◆ STATED PROBLEM: Find every line in the records below that contains the string "stone", and copy each of those lines.

◆ ENTRIES PROVIDED:
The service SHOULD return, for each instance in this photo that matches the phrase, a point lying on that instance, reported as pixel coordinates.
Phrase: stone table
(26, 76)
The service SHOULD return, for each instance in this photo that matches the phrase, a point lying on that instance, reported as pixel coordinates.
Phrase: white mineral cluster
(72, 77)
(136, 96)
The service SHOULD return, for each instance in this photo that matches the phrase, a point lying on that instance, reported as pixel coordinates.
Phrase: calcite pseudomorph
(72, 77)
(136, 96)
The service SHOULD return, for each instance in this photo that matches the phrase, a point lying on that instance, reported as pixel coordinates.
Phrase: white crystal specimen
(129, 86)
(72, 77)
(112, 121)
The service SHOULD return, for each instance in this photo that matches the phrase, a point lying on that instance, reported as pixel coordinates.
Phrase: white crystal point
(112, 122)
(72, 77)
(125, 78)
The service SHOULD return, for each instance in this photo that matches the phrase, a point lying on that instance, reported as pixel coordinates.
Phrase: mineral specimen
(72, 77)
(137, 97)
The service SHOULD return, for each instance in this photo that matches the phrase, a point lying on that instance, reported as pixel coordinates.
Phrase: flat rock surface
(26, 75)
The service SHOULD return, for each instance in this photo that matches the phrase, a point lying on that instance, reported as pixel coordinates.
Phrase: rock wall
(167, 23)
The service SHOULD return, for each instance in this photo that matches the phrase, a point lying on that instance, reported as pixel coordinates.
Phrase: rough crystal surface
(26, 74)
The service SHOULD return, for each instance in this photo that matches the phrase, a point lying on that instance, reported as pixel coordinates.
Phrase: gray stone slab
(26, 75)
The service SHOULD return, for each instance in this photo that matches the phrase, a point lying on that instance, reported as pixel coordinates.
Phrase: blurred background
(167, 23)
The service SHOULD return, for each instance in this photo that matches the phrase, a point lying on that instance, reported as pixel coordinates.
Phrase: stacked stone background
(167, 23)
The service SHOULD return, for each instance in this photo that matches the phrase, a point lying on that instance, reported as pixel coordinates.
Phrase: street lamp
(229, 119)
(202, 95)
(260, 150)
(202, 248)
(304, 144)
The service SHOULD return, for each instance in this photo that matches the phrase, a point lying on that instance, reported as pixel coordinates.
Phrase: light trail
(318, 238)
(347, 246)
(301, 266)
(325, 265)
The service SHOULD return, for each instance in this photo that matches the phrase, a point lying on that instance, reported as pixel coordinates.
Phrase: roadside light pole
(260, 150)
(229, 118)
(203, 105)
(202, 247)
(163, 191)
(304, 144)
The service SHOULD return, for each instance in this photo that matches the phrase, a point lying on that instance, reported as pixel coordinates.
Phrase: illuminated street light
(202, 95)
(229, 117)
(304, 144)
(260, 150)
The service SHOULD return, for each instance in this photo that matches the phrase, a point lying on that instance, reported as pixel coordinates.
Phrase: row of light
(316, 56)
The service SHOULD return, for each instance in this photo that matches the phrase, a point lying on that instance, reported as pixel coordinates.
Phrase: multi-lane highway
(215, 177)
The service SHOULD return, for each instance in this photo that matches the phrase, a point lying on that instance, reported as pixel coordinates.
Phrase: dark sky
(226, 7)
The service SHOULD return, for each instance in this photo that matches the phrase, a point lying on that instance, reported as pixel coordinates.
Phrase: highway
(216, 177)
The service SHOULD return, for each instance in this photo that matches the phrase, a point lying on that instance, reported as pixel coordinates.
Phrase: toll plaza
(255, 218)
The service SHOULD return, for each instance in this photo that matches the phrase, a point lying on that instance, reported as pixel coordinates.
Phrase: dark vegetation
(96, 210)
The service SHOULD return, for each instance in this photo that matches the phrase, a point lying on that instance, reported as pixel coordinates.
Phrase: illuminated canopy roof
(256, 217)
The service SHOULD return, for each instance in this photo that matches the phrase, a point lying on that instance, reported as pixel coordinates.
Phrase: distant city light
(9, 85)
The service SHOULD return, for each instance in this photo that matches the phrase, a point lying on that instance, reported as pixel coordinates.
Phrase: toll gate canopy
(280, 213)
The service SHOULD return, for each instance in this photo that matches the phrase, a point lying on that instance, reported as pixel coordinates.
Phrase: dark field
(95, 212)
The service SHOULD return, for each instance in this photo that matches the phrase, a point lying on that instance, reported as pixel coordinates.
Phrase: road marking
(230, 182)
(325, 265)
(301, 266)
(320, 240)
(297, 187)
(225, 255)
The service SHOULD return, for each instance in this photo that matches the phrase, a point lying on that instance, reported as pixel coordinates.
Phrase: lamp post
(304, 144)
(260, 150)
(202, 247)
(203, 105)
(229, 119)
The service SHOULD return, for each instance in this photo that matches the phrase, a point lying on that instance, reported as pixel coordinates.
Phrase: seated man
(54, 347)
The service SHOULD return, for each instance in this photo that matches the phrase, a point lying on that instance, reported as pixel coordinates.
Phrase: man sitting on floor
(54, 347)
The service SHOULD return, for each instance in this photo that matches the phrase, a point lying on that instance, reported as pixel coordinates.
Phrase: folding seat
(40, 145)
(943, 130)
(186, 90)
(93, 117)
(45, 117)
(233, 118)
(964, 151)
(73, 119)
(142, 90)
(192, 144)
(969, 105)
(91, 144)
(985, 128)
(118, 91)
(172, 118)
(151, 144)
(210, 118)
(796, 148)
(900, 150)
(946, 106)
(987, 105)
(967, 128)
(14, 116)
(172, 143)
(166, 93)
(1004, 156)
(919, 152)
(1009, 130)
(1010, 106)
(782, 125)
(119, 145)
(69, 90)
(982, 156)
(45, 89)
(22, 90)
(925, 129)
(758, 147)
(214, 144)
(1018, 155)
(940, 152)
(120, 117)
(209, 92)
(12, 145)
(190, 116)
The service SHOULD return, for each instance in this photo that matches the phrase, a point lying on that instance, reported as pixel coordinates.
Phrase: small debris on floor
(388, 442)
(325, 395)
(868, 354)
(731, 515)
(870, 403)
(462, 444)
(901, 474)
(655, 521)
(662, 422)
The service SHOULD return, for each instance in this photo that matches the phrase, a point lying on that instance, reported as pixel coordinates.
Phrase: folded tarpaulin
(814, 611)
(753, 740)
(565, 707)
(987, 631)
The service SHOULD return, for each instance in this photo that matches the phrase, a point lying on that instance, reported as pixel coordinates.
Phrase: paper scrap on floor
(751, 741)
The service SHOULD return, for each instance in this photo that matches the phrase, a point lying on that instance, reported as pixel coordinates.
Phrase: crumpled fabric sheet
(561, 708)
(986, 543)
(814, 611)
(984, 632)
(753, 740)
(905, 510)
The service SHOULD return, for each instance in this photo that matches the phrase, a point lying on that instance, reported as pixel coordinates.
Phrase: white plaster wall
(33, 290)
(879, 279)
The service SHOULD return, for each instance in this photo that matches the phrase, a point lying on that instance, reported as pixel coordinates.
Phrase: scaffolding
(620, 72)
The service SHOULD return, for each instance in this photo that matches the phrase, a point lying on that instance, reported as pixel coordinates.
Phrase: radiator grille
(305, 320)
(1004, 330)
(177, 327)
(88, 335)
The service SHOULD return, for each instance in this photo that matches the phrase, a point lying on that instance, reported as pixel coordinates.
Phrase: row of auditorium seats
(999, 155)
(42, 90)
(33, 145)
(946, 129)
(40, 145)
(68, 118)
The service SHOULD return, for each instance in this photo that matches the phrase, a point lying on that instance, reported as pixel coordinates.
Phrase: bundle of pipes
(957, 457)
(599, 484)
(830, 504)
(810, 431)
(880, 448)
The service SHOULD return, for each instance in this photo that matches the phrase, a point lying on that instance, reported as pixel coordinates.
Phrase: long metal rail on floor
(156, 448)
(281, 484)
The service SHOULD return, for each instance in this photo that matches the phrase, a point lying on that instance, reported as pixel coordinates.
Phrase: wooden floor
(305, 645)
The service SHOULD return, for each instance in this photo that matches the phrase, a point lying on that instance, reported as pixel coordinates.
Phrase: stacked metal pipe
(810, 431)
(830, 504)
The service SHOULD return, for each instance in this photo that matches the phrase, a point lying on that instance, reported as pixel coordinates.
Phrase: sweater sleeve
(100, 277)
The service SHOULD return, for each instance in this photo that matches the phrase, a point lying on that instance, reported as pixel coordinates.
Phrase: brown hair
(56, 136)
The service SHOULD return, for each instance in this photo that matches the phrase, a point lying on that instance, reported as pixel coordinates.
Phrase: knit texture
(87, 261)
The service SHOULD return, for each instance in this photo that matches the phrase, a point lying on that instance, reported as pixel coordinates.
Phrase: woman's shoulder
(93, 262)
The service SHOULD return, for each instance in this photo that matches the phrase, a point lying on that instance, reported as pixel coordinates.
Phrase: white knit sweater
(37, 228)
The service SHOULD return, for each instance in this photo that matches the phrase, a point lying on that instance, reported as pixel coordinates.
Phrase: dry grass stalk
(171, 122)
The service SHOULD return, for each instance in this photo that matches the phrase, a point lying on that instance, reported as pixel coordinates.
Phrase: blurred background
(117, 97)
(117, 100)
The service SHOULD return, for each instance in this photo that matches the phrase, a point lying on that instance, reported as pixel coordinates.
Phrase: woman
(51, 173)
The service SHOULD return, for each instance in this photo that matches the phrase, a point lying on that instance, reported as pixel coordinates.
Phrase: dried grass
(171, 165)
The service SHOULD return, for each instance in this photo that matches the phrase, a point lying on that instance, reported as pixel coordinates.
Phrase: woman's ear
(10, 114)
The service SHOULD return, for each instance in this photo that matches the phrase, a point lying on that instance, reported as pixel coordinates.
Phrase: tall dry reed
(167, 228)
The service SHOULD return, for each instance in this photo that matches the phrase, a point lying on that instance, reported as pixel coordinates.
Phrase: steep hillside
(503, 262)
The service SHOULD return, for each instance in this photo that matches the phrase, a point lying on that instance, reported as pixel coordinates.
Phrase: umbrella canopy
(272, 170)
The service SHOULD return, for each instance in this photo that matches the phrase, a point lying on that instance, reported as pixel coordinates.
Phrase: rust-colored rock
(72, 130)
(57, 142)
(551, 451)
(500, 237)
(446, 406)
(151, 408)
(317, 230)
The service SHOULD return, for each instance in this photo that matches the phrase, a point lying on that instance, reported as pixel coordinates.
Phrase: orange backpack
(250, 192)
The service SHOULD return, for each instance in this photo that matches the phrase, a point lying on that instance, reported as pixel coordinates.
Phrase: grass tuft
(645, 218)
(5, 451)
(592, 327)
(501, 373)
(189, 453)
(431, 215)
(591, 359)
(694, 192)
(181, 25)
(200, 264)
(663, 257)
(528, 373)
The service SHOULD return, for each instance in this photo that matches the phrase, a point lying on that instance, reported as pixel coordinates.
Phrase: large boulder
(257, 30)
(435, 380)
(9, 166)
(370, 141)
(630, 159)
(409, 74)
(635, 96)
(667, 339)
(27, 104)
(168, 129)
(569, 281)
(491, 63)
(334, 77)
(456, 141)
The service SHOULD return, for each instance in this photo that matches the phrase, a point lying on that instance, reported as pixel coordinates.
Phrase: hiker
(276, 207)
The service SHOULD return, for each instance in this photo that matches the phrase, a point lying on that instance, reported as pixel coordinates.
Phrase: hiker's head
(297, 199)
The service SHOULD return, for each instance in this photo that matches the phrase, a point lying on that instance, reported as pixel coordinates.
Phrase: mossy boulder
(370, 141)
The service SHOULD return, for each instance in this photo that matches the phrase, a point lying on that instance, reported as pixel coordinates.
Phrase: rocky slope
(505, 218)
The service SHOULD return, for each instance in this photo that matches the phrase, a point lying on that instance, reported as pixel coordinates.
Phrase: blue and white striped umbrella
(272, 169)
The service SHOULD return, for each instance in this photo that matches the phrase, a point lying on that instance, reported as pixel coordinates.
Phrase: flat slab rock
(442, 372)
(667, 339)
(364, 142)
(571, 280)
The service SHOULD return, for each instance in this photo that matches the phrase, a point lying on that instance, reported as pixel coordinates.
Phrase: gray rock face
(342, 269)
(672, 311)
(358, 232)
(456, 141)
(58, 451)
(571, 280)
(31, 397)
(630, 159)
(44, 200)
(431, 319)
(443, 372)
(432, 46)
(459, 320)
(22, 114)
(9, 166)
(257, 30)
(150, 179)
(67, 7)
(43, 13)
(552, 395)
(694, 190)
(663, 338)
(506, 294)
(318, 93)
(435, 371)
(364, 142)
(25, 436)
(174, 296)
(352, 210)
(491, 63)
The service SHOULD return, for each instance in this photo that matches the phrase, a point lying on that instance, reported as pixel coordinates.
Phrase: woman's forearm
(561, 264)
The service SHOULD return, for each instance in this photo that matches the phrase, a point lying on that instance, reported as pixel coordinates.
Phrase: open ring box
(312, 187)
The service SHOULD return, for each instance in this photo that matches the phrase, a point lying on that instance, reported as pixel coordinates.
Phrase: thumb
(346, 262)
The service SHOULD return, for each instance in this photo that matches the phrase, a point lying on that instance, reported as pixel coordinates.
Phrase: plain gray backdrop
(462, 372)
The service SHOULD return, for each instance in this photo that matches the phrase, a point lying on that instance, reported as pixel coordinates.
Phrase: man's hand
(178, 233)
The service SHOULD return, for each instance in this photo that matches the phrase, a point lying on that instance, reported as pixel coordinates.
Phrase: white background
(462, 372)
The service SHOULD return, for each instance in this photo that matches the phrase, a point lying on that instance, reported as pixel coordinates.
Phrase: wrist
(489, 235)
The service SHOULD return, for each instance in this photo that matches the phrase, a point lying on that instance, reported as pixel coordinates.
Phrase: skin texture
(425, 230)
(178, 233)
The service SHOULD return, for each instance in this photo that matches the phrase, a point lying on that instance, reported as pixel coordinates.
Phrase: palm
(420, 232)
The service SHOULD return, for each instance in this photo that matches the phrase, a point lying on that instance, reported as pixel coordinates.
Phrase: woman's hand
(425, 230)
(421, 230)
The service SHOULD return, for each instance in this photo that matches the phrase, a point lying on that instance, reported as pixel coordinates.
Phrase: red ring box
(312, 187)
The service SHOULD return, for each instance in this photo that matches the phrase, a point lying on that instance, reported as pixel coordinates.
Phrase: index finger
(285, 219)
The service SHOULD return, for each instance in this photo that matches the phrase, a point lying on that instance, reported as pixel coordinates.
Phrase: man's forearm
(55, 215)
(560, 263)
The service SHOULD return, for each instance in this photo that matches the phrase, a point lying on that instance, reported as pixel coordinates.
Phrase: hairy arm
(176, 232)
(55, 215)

◆ ANSWER TO THIS TASK:
Phrase: stone table
Phrase: gray stone slab
Phrase: stacked stone background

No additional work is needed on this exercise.